▽
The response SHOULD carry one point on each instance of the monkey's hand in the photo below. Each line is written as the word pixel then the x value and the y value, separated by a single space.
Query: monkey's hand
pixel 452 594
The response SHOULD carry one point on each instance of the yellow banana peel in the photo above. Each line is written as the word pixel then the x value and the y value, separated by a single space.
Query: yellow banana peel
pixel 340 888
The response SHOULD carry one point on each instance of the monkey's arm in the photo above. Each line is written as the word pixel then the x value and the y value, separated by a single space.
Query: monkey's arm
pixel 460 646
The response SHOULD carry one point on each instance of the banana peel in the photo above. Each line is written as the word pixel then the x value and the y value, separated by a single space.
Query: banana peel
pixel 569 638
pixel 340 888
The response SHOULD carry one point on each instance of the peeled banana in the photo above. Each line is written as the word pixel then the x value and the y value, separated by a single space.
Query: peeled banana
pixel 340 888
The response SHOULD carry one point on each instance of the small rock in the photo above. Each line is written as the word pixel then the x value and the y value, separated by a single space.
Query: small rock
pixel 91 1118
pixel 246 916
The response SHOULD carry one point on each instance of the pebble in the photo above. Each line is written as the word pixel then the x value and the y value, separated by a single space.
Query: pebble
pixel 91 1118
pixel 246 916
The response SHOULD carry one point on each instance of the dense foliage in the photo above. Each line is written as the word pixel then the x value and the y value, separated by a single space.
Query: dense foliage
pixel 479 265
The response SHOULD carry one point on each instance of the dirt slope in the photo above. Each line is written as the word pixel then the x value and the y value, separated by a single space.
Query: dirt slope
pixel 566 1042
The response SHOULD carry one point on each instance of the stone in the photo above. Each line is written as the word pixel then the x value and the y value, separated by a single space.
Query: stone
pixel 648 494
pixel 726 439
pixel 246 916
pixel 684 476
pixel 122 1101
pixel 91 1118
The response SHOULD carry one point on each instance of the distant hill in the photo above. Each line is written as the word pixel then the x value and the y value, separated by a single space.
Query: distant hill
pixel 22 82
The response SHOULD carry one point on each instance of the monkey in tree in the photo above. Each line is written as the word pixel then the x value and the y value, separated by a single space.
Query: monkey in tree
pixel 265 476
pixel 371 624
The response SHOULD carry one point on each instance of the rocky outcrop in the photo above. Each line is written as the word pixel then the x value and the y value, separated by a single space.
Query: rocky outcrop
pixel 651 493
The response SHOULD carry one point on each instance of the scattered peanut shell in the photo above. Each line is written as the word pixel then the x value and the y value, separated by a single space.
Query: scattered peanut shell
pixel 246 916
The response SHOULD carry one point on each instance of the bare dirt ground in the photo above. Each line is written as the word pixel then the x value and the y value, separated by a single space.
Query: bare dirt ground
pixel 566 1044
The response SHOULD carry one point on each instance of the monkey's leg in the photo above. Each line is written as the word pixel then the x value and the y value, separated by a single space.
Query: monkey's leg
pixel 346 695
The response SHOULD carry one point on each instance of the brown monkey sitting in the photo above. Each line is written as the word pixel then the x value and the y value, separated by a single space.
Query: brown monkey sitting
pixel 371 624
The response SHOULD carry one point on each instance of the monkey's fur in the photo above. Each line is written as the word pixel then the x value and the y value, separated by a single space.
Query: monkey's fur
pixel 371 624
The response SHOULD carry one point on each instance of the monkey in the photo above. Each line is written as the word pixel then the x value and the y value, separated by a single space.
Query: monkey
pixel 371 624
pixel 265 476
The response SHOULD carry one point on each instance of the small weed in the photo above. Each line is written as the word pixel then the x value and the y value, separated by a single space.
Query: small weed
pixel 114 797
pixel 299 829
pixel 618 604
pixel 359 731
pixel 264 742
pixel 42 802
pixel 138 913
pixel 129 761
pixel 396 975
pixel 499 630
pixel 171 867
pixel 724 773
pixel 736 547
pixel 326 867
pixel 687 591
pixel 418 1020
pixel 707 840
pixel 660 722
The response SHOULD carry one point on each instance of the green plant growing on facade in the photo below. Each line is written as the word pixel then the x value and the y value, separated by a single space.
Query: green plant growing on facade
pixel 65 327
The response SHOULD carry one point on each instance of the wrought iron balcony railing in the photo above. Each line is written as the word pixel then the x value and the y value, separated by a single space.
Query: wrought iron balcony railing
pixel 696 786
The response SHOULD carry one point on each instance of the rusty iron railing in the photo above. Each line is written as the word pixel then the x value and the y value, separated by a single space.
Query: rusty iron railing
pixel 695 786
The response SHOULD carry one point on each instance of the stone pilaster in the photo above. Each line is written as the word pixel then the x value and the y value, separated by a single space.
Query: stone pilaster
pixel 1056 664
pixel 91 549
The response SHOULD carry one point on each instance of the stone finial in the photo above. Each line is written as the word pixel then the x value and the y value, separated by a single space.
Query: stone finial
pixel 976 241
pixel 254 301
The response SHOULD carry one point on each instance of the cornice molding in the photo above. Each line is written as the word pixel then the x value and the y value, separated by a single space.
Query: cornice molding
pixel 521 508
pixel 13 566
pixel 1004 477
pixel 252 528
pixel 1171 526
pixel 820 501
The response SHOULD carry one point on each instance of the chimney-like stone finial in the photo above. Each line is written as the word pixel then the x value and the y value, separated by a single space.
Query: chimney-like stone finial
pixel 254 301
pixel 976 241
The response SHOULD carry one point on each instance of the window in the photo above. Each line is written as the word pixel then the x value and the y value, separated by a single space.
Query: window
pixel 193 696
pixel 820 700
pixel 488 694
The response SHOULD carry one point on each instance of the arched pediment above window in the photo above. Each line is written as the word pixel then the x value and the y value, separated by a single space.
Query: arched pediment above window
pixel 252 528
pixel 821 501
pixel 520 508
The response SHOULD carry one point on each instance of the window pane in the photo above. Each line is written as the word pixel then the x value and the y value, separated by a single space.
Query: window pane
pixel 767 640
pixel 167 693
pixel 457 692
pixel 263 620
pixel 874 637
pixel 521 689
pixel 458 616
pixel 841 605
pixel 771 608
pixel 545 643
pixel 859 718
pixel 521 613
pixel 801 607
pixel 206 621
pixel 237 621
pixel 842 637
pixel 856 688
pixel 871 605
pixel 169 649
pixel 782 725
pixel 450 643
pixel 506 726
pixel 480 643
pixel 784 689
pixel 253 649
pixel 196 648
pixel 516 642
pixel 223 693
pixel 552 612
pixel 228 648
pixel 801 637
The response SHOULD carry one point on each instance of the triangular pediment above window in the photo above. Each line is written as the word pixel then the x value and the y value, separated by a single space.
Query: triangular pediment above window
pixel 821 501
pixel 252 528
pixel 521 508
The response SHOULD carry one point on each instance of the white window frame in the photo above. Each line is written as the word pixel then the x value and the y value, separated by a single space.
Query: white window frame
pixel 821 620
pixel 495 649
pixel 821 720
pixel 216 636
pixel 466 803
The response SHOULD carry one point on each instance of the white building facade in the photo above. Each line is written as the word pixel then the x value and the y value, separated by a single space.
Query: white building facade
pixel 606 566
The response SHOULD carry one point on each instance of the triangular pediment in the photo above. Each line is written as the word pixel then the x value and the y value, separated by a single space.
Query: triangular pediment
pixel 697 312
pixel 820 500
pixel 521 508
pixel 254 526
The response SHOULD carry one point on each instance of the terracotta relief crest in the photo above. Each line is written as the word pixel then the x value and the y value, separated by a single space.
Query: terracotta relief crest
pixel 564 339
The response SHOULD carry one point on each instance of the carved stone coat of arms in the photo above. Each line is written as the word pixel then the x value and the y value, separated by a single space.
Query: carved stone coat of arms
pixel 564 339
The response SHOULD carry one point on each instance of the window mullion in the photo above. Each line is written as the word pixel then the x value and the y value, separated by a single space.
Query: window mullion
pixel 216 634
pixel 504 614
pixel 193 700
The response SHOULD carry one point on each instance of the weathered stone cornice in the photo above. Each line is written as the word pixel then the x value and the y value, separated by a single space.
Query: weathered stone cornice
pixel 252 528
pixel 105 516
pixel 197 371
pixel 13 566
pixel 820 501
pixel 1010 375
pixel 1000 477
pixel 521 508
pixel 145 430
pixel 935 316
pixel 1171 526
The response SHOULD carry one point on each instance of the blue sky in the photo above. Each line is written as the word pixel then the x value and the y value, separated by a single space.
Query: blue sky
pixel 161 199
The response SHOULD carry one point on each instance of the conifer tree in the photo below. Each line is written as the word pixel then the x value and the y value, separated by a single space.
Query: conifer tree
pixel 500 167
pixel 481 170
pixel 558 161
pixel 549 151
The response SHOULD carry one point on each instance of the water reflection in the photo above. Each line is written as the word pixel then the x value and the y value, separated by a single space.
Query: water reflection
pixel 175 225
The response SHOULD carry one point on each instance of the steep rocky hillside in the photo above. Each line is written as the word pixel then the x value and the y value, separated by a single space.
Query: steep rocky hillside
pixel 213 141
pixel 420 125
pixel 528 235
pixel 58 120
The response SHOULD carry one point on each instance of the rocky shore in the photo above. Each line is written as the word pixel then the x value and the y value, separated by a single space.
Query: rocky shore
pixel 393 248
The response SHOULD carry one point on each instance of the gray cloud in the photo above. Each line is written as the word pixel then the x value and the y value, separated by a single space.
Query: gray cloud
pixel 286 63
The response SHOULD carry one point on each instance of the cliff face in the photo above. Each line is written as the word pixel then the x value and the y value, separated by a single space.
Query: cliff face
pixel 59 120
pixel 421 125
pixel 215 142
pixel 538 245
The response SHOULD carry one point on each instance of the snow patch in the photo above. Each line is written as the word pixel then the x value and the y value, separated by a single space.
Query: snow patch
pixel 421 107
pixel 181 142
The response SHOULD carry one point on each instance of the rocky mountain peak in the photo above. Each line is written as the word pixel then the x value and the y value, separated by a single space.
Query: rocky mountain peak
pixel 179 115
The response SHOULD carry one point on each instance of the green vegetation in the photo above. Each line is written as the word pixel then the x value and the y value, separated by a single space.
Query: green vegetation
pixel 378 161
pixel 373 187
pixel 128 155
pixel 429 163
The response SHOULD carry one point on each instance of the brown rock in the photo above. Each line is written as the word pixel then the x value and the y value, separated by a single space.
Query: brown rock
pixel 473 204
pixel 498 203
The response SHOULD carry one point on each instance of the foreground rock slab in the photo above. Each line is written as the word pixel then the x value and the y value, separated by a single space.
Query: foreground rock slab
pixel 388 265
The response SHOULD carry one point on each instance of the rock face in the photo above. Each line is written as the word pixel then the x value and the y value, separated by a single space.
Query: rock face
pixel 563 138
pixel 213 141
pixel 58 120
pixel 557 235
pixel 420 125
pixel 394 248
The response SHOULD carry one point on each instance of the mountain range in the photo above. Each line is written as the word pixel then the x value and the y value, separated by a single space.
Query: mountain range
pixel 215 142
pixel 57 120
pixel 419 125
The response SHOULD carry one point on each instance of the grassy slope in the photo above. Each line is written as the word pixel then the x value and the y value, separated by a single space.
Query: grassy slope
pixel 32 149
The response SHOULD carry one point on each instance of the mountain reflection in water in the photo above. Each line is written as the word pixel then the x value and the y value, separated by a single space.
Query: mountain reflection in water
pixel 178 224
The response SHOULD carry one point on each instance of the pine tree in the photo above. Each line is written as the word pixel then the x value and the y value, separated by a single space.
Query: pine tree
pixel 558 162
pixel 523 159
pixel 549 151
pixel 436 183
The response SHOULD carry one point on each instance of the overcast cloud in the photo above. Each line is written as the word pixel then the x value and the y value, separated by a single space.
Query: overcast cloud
△
Task details:
Can you return, word for word, the part of the material above that opens with the line containing "of the snow" and closes with the line containing "pixel 179 115", including both of those lines?

Correct answer:
The response SHOULD carry one point on each instance of the snow patch in the photo above. Each line is written as the word pixel then the x value and the y value, separated by a single space.
Query: snow patch
pixel 421 107
pixel 181 142
The response SHOULD carry one point on each instance of the rocky mountain peak in the photo above. Each line is written as the word pixel then the x value and the y value, separated by a single space.
Query: rocky mountain peak
pixel 179 115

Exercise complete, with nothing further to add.